**TEXTE FOURNI**.
■ ■ ■ ■ ■ ■ ■

Nous l'appellerons la "petite Lili", elle a travaillé au Petit Echo de la Mode de 1933 à 1945. De façon très simple, elle a accepté de livrer quelques souvenirs de cette époque, un peu en vrac, de ses petits soucis personnels à la grande histoire de la maison, qui donnent une idée de l'ambiance nettement paternaliste de l'époque, avec tout ce que cela peut comporter d'avantages comme d'inconvénients. Nous la remercions encore de la sympathie qu'elle a manifesté en apportant ce témoignage tellement vivant.
La "petite Lili" a souhaité rester anonyme, dans le même souci les noms des personnes qu'elle a pu citer n'ont pas été reportés .
Les illustrations sont tirées de numéros du "Petit Echo" de la période 1930-1940.

■ ■ ■ ■ ■ ■ ■

**LISTE DES TÂCHES**.
- a) Recopiez le texte fourni de "Nous l'appellerons la" à "été reportés ." en substituant "jeune Lili" à "petite Lili".
- b) D'après le texte fourni, de quelle année à quelle année la "petite Lili" a-t-elle travaillé au Petit Echo de la Mode ? Répondez en une phrase, s'il vous plaît.

**EXTRAITS DES LIGNES**.
■ ■ ■ ■ ■ ■ ■

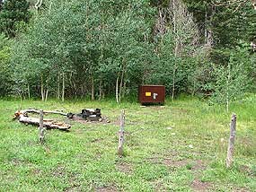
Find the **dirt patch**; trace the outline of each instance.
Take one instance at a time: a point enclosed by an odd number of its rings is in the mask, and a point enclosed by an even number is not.
[[[239,170],[240,170],[240,172],[245,173],[248,176],[256,176],[253,173],[252,170],[250,167],[246,166],[246,165],[241,165],[239,167]]]
[[[164,159],[163,164],[170,167],[183,167],[189,164],[189,161],[187,160],[180,160],[180,161],[173,161],[171,159]]]
[[[163,186],[163,182],[157,180],[153,183],[154,186],[154,191],[156,192],[165,192],[168,191],[166,188]]]
[[[100,143],[100,142],[102,142],[102,141],[103,141],[103,138],[96,138],[96,139],[93,139],[93,140],[91,141],[91,143]]]
[[[65,168],[62,166],[58,166],[57,169],[55,169],[52,171],[52,175],[54,175],[55,177],[58,178],[58,177],[62,177],[66,174],[65,171]]]
[[[194,191],[207,191],[212,187],[209,182],[202,182],[199,179],[195,179],[192,182],[191,188]]]
[[[116,164],[116,168],[120,172],[131,173],[133,171],[132,166],[127,162],[119,162]]]
[[[207,164],[201,161],[201,160],[198,160],[196,161],[196,164],[194,166],[192,166],[192,170],[203,170],[207,168]]]
[[[80,186],[73,186],[69,188],[66,188],[65,190],[66,192],[77,192],[77,191],[83,191]]]
[[[41,173],[41,170],[39,169],[35,169],[32,170],[32,172],[33,172],[33,175],[40,175]]]
[[[162,160],[158,157],[150,157],[146,159],[146,161],[150,162],[150,163],[154,163],[154,164],[161,164],[162,163]]]
[[[96,188],[95,192],[116,192],[118,191],[114,187],[102,187],[102,188]]]

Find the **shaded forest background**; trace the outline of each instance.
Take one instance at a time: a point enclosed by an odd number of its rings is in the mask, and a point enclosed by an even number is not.
[[[0,0],[0,96],[120,102],[140,84],[163,84],[172,99],[210,96],[228,109],[255,91],[252,5]]]

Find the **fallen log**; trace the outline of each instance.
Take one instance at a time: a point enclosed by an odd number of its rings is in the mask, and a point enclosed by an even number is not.
[[[47,112],[49,112],[49,111],[44,111],[44,113],[47,113]],[[58,112],[58,111],[57,111],[57,112]],[[30,118],[28,116],[28,113],[38,113],[38,114],[40,114],[40,110],[36,110],[36,109],[18,110],[15,112],[13,119],[18,119],[21,123],[40,126],[40,118]],[[63,122],[57,122],[57,121],[55,121],[53,119],[43,119],[43,127],[48,128],[48,129],[59,129],[59,130],[67,130],[71,127],[71,126],[69,124],[66,124]]]
[[[20,113],[22,114],[26,114],[26,113],[37,113],[40,114],[40,110],[34,109],[24,109],[24,110],[19,110]],[[43,111],[44,114],[58,114],[58,115],[62,115],[62,116],[67,116],[67,113],[63,113],[61,111],[56,111],[56,110],[44,110]]]

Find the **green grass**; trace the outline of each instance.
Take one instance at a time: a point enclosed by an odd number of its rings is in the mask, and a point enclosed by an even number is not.
[[[256,191],[256,96],[234,103],[234,163],[225,168],[231,113],[195,98],[141,108],[113,100],[0,100],[0,191]],[[71,121],[69,132],[12,120],[20,109],[101,108],[109,124]],[[125,157],[117,155],[126,109]],[[53,116],[66,122],[68,120]]]

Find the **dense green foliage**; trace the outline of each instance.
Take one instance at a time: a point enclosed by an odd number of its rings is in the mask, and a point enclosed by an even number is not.
[[[1,60],[12,65],[3,77],[12,80],[4,83],[10,89],[1,95],[116,95],[119,102],[136,95],[139,84],[158,83],[172,99],[181,92],[221,98],[226,87],[222,79],[233,61],[239,67],[246,63],[251,71],[240,73],[243,66],[232,74],[237,77],[234,86],[243,90],[230,100],[253,91],[250,44],[256,12],[249,2],[45,0],[39,11],[31,6],[29,13],[28,7],[25,0],[6,0],[0,12],[2,31],[9,38],[19,34],[13,46],[8,42],[8,59]]]

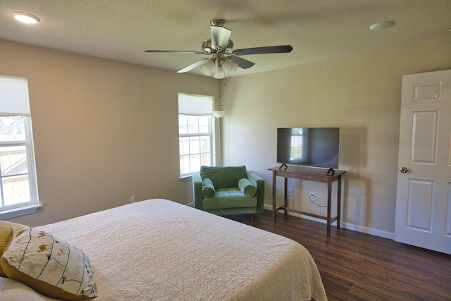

■ ■ ■ ■ ■ ■ ■

**RÉPONSES ATTENDUES**.
- a)
Nous l'appellerons la "jeune Lili", elle a travaillé au Petit Echo de la Mode de 1933 à 1945. De façon très simple, elle a accepté de livrer quelques souvenirs de cette époque, un peu en vrac, de ses petits soucis personnels à la grande histoire de la maison, qui donnent une idée de l'ambiance nettement paternaliste de l'époque, avec tout ce que cela peut comporter d'avantages comme d'inconvénients. Nous la remercions encore de la sympathie qu'elle a manifesté en apportant ce témoignage tellement vivant.
La "jeune Lili" a souhaité rester anonyme, dans le même souci les noms des personnes qu'elle a pu citer n'ont pas été reportés .

- b) Elle y a travaillé de 1933 à 1945.